Write out the complete material exactly as it stands.

### Data excerpts ###

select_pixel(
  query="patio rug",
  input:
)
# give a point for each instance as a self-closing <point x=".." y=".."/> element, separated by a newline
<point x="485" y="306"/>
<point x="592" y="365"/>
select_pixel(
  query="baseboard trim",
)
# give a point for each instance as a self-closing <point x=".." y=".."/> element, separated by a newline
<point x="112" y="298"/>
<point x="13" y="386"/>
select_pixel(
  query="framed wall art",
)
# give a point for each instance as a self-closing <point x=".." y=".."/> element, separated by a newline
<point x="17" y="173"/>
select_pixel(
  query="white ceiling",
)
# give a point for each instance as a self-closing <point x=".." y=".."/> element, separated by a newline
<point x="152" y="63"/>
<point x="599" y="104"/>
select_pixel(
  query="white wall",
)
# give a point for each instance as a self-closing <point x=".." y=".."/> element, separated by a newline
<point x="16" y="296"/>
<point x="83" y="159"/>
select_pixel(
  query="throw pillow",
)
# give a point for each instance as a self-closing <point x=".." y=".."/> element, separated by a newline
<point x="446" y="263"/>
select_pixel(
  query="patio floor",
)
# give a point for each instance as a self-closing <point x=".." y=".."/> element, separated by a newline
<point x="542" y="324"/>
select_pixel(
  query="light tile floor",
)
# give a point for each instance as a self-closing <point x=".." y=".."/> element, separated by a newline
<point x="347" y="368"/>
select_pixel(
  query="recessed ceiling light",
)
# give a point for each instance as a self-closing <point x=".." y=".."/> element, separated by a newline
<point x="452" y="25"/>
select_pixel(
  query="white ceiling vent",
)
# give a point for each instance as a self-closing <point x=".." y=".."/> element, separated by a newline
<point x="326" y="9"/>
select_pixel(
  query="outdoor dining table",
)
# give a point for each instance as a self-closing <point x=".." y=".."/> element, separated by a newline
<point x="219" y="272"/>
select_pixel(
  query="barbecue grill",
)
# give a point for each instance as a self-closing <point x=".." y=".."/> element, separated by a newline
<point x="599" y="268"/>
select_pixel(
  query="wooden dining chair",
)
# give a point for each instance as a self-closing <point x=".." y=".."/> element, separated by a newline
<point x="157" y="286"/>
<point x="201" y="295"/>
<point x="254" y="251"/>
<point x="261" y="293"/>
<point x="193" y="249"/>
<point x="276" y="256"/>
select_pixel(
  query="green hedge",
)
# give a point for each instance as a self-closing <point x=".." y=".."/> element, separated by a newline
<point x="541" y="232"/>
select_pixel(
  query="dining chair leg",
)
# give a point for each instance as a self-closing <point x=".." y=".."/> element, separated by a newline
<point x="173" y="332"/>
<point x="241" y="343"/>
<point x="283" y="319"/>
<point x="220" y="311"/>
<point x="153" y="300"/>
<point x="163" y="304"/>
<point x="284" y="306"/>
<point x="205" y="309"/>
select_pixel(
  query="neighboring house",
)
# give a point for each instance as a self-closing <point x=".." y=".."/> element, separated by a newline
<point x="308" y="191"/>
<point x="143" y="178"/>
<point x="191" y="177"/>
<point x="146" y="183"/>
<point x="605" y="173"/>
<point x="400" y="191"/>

###

◆ Solution:
select_pixel(
  query="patio rug",
  input:
)
# give a point for each instance as a self-closing <point x=".." y=".."/> element, separated by a newline
<point x="485" y="306"/>
<point x="592" y="365"/>
select_pixel(
  query="baseboard trim",
)
# give a point for each instance as a self-closing <point x=".." y=".."/> element, separated by a newline
<point x="112" y="298"/>
<point x="13" y="386"/>
select_pixel(
  query="framed wall art",
)
# give a point for each instance as a self-closing <point x=".." y=".."/> element, separated by a newline
<point x="17" y="173"/>
select_pixel(
  query="white ceiling",
)
# give a point for each instance as a self-closing <point x=".." y=".."/> element, separated by a newline
<point x="152" y="63"/>
<point x="599" y="104"/>
select_pixel(
  query="white wall",
)
# give a point for each instance as a self-closing <point x=".." y=".."/> element, separated by a newline
<point x="16" y="296"/>
<point x="83" y="159"/>
select_pixel(
  query="throw pillow",
)
# give a point for each instance as a self-closing <point x=".." y=".."/> element, separated by a newline
<point x="446" y="263"/>
select_pixel(
  query="patio floor",
)
# give a point for each instance as a self-closing <point x=".." y=".."/> element, separated by a newline
<point x="542" y="324"/>
select_pixel(
  query="light tile floor",
)
# give a point for each instance as a self-closing <point x=".." y=".."/> element, separated by a newline
<point x="347" y="368"/>
select_pixel(
  query="recessed ceiling light",
)
# give a point for each instance as a self-closing <point x=".." y=".."/> element, separated by a newline
<point x="452" y="25"/>
select_pixel(
  query="white ceiling vent",
)
# give a point for each instance as a self-closing <point x=".." y=".."/> element, separated by a newline
<point x="326" y="9"/>
select_pixel(
  query="outdoor dining table",
)
# give a point for each instance as a self-closing <point x=".." y=".."/> element, separated by a newline
<point x="219" y="272"/>
select_pixel(
  query="barbecue grill",
)
# give a point for each instance as a self-closing <point x=".." y=".."/> element, separated by a newline
<point x="599" y="268"/>
select_pixel(
  query="wooden dining chair",
)
# give a point for each instance as a self-closing <point x=".." y=".."/> element, separated by a newline
<point x="157" y="286"/>
<point x="201" y="295"/>
<point x="254" y="251"/>
<point x="261" y="293"/>
<point x="193" y="249"/>
<point x="276" y="256"/>
select_pixel(
  query="green hedge",
)
# give a point for each instance as a self-closing <point x=".." y=".."/> element, separated by a newline
<point x="541" y="232"/>
select_pixel(
  query="dining chair leg",
)
# give a point for each instance as a self-closing <point x=".." y=".."/> element, separated by a newline
<point x="173" y="332"/>
<point x="241" y="343"/>
<point x="283" y="319"/>
<point x="220" y="311"/>
<point x="153" y="300"/>
<point x="163" y="304"/>
<point x="284" y="306"/>
<point x="205" y="309"/>
select_pixel(
  query="neighboring house",
)
# give a point for each instance as a self-closing <point x=".." y=".."/> element, separated by a newline
<point x="308" y="191"/>
<point x="143" y="178"/>
<point x="191" y="177"/>
<point x="146" y="183"/>
<point x="605" y="173"/>
<point x="400" y="191"/>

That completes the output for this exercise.